*Task*
Print the data that follows without changing a single word.

*Entries provided*

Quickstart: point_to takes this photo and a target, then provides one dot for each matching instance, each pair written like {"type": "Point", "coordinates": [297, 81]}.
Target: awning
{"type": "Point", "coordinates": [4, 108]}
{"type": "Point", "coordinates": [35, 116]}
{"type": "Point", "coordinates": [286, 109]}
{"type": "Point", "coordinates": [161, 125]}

*Written answer*
Quickstart: point_to takes this photo and a target, then provides one dot for each matching instance, each pair written like {"type": "Point", "coordinates": [297, 81]}.
Target: awning
{"type": "Point", "coordinates": [4, 108]}
{"type": "Point", "coordinates": [35, 116]}
{"type": "Point", "coordinates": [286, 109]}
{"type": "Point", "coordinates": [161, 125]}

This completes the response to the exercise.